What to do: Say how many lines in the records include the string "damaged", adding no other words.

** Opening Provided records block **

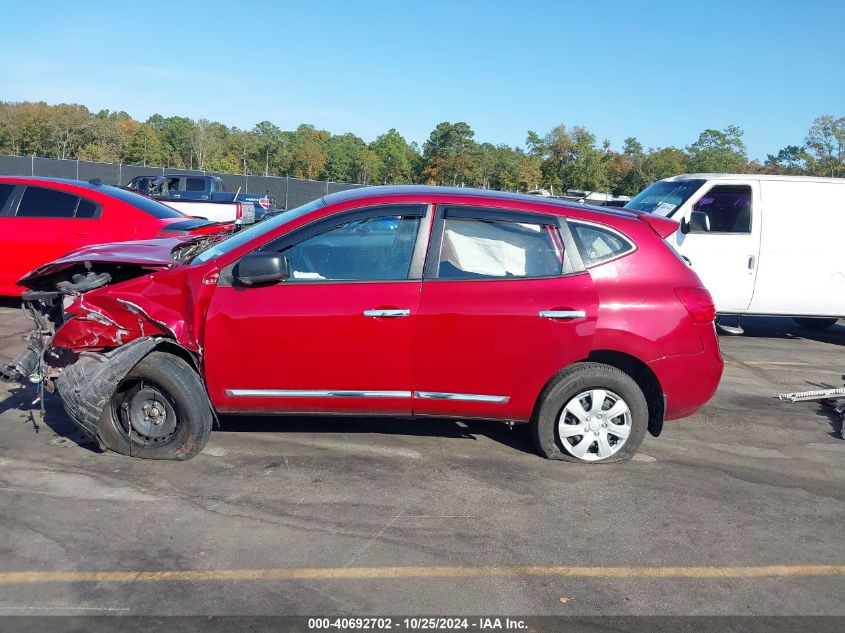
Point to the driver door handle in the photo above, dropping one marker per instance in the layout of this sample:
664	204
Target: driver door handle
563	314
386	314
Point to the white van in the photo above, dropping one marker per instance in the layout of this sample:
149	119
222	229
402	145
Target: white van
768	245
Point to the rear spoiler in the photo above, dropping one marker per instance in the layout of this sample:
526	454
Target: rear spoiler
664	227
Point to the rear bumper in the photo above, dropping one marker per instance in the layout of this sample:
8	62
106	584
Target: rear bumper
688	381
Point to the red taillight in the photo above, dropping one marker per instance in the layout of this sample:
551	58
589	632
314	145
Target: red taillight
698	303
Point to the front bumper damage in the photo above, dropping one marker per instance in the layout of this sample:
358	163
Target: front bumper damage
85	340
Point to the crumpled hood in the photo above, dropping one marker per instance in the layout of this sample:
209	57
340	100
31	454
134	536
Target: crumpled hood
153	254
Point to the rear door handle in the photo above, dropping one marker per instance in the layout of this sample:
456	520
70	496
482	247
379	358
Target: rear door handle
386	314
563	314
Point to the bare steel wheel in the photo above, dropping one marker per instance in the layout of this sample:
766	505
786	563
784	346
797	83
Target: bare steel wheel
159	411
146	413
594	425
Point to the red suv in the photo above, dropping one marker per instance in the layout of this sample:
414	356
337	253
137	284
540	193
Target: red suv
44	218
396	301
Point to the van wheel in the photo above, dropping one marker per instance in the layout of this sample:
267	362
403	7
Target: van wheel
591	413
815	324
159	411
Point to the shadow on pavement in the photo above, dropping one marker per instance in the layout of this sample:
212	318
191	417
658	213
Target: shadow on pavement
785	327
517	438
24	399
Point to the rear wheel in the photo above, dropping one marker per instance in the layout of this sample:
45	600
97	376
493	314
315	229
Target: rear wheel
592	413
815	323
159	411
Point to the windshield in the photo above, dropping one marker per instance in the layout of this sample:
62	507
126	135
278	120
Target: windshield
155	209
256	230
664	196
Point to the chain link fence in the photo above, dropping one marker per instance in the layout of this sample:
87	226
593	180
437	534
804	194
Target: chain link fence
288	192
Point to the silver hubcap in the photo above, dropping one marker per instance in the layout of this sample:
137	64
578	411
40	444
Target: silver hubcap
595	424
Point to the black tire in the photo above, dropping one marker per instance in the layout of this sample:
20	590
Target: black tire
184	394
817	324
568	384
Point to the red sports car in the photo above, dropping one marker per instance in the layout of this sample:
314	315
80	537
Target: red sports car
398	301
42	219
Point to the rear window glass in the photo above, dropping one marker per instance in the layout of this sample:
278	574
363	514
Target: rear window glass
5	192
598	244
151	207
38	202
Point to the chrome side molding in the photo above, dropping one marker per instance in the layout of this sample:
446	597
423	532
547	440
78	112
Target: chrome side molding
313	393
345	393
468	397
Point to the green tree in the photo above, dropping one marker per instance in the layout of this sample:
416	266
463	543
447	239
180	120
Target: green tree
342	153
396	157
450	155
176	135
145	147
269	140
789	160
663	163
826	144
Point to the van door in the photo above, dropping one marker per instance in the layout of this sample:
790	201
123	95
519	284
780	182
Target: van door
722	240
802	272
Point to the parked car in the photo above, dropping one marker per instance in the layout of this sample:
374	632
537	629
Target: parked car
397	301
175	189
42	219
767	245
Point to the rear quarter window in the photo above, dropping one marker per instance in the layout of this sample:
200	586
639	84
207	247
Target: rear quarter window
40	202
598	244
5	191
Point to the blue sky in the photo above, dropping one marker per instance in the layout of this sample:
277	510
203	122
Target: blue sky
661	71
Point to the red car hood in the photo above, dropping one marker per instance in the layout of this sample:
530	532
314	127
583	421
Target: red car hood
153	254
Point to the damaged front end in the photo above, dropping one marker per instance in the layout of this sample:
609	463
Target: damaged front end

** Closing Provided records block **

Exercise solution: 2